** Start **

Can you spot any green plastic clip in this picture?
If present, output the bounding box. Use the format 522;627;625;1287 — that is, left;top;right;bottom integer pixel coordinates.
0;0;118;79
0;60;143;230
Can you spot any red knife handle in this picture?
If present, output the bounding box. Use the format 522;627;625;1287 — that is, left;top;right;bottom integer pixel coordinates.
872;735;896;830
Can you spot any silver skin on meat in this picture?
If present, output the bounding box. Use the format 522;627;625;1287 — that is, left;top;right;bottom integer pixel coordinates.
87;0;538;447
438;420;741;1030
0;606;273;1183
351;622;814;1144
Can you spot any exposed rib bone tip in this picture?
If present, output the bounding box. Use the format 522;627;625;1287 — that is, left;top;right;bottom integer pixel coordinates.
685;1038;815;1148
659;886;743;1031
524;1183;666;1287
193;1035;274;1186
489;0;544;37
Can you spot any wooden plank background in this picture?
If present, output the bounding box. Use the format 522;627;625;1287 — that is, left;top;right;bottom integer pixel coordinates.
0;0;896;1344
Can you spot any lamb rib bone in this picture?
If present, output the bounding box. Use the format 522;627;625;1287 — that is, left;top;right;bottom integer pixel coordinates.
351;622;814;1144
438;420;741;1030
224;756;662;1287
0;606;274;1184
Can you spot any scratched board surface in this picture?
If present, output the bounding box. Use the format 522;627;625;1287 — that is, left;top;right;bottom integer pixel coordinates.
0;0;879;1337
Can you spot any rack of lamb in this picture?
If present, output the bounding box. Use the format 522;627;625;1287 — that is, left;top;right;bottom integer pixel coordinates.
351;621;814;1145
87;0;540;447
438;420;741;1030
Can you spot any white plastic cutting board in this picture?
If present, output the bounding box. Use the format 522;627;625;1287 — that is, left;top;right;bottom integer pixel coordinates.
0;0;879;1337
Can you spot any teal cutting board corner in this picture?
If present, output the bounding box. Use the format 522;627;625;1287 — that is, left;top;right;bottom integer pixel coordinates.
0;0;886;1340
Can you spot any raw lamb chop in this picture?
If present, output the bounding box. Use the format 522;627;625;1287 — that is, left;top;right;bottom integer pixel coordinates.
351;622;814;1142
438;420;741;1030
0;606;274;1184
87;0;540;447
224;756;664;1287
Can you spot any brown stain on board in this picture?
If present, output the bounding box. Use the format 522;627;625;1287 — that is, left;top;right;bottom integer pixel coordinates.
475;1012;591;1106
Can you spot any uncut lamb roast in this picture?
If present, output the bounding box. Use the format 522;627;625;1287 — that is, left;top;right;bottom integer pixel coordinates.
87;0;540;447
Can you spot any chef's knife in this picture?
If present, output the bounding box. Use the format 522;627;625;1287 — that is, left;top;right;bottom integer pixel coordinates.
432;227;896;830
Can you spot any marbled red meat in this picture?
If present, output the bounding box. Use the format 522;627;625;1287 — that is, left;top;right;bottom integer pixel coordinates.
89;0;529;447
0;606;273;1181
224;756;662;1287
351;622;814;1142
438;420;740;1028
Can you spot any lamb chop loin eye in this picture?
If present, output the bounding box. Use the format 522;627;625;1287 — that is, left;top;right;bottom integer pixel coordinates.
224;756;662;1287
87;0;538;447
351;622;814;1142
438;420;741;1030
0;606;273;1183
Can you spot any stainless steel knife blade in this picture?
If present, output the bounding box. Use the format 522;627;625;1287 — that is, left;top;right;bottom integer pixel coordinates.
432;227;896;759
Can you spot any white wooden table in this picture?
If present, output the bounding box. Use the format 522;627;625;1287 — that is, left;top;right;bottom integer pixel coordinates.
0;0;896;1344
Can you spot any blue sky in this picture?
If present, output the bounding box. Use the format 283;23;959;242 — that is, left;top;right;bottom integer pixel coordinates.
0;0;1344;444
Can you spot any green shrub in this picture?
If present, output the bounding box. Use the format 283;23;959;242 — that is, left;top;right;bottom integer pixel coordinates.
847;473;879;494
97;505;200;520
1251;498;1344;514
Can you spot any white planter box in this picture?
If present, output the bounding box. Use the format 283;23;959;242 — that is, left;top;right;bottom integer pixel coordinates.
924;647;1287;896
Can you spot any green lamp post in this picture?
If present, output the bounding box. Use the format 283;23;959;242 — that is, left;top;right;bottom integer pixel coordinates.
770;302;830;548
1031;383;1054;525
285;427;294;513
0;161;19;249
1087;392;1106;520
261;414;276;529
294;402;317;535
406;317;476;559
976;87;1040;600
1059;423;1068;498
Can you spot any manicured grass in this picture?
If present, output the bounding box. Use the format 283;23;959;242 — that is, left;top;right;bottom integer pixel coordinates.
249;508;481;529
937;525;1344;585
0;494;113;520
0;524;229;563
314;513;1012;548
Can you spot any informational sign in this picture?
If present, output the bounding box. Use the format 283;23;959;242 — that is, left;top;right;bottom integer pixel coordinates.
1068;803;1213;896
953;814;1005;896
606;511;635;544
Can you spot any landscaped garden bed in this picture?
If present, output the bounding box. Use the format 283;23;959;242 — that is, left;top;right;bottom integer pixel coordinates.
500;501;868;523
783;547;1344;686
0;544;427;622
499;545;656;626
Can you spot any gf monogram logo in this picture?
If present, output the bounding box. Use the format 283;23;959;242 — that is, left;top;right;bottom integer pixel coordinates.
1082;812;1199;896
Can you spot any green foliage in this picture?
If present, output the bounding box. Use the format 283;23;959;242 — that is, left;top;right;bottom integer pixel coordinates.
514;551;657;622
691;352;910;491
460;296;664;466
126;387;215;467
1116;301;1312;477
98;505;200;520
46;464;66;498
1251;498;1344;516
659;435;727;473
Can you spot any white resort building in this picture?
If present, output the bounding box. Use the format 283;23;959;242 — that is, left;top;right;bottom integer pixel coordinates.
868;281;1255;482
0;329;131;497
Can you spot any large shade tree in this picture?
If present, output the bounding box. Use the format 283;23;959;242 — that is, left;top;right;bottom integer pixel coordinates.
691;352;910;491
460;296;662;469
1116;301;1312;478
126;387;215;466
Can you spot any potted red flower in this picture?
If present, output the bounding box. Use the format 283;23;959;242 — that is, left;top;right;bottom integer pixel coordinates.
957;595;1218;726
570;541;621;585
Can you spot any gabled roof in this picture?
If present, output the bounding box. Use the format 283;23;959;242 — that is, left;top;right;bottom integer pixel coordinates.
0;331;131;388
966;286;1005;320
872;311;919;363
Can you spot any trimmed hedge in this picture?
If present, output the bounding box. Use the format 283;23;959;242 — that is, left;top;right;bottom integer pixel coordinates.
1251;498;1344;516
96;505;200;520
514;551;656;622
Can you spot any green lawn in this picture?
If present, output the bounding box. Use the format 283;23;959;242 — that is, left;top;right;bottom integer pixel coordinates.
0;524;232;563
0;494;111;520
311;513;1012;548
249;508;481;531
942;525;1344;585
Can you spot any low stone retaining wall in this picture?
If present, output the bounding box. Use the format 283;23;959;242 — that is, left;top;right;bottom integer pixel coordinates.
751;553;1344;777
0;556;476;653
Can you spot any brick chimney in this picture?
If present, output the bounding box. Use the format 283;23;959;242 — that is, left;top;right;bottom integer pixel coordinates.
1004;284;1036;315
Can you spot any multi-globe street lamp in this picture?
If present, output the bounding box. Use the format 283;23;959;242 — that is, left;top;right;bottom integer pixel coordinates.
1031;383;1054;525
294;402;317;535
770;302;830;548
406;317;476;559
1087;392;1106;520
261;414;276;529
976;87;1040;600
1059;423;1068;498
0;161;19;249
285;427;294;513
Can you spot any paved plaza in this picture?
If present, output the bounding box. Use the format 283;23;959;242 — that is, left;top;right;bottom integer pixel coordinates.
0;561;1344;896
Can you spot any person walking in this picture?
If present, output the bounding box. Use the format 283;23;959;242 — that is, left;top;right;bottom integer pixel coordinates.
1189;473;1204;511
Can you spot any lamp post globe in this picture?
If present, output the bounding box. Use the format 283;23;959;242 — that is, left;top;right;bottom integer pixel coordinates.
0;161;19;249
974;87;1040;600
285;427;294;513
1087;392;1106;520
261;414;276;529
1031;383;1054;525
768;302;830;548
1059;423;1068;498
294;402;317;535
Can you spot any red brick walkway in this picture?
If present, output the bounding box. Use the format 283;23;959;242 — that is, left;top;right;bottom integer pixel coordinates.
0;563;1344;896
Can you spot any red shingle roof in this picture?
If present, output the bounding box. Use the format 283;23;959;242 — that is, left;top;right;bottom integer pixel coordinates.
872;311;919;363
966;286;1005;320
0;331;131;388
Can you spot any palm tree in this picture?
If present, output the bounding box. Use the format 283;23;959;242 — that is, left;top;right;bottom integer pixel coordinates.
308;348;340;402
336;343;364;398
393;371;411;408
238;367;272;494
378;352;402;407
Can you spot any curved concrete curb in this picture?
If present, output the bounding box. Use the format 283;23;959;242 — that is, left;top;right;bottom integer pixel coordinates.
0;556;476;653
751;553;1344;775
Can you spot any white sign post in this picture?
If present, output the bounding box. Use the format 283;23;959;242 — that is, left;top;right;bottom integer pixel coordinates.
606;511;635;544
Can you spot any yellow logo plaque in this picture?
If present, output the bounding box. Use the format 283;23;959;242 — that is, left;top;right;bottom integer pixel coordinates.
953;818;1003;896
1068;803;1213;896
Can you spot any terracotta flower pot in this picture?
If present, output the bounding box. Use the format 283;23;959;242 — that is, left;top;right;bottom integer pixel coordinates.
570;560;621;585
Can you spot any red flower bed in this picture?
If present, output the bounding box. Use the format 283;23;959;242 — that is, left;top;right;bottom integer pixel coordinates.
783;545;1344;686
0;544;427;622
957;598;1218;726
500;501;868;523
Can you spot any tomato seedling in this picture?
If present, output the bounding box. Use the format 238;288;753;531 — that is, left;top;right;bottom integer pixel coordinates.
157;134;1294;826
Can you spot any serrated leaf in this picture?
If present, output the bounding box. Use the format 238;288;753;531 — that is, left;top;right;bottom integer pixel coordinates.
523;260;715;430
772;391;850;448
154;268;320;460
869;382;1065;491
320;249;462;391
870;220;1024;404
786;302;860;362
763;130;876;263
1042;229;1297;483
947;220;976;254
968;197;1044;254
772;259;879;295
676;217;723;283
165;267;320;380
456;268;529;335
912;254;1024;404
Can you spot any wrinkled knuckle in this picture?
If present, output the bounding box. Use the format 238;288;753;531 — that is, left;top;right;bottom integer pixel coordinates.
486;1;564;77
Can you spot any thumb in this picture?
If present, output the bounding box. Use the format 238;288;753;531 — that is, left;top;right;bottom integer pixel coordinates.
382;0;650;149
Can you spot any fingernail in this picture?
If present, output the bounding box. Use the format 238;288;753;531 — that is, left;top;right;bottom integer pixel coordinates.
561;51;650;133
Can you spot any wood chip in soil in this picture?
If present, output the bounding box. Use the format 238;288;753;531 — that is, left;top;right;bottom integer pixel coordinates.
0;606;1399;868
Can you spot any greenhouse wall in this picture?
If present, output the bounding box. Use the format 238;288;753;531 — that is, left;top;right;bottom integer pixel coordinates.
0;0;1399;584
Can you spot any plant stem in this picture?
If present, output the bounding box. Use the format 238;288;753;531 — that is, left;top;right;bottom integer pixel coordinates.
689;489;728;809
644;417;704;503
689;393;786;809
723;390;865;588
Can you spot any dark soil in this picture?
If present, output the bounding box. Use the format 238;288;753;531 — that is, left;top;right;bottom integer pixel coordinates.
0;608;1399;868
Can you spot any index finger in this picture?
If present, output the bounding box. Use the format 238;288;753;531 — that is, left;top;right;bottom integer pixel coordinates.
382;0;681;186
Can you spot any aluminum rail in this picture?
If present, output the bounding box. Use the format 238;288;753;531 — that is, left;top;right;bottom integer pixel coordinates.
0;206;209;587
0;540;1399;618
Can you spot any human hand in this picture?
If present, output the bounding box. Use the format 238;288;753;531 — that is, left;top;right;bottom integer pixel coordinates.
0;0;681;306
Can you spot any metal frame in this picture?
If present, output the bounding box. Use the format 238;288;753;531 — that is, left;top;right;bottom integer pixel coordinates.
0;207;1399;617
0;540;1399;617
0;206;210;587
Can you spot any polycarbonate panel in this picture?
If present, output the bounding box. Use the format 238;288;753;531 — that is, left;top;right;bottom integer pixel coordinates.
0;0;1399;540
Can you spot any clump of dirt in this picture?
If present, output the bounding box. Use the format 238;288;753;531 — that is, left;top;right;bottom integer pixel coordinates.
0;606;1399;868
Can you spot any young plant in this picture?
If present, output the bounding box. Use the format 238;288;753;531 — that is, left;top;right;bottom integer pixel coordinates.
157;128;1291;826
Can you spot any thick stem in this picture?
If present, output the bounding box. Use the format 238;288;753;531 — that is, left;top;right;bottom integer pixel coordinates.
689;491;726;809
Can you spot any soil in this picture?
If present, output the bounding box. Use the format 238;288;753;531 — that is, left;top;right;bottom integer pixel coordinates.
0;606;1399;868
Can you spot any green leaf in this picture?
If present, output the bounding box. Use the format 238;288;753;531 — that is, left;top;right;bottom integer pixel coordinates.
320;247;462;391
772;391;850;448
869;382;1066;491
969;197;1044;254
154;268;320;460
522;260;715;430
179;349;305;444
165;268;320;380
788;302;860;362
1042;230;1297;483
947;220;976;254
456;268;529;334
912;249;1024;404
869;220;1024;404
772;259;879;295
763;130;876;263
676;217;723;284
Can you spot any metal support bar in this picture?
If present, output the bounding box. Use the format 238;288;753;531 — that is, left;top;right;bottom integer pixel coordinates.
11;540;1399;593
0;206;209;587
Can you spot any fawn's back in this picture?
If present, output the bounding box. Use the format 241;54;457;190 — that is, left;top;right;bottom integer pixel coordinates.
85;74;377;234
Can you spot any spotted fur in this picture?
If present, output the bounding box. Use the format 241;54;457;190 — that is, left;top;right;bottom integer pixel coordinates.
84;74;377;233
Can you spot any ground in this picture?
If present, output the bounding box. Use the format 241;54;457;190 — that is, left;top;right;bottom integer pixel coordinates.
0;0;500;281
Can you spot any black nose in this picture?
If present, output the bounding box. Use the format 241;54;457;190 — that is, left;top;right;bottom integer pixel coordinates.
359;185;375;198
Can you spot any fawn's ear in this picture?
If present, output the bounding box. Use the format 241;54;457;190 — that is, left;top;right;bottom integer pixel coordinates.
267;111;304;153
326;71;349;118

** End **

* **DIRECTION**:
Copy the material verbatim, from the line containing "Can you spot any lamb rib" through the line containing "0;0;886;1340", including both of those lines.

* **TASK ANSWER**:
Can you spot any lamb rib bone in this picture?
If present, output the bounding box. Use the format 522;627;625;1287 — that is, left;top;right;bottom integer pixel coordinates.
351;622;814;1144
438;420;741;1030
224;756;662;1287
0;606;274;1184
Can you spot any scratched board surface in this picture?
If present, output the bounding box. Use the format 522;627;625;1287 — that is, left;top;right;bottom integer pixel coordinates.
0;0;879;1337
Can you spot any rack of lamb in this picture?
If present, output the bounding box. Use the format 522;627;625;1287 — that is, left;top;right;bottom integer pixel coordinates.
351;621;814;1145
87;0;540;447
438;420;741;1030
Can you spot any white plastic cutting board in this picture?
If present, output the bounding box. Use the format 522;627;625;1287 — that is, left;top;right;bottom integer pixel coordinates.
0;0;879;1337
Can you spot any teal cutting board corner in this picture?
If present, output the bounding box. Use the format 522;627;625;1287 — that is, left;top;right;bottom integer pixel coordinates.
0;0;886;1340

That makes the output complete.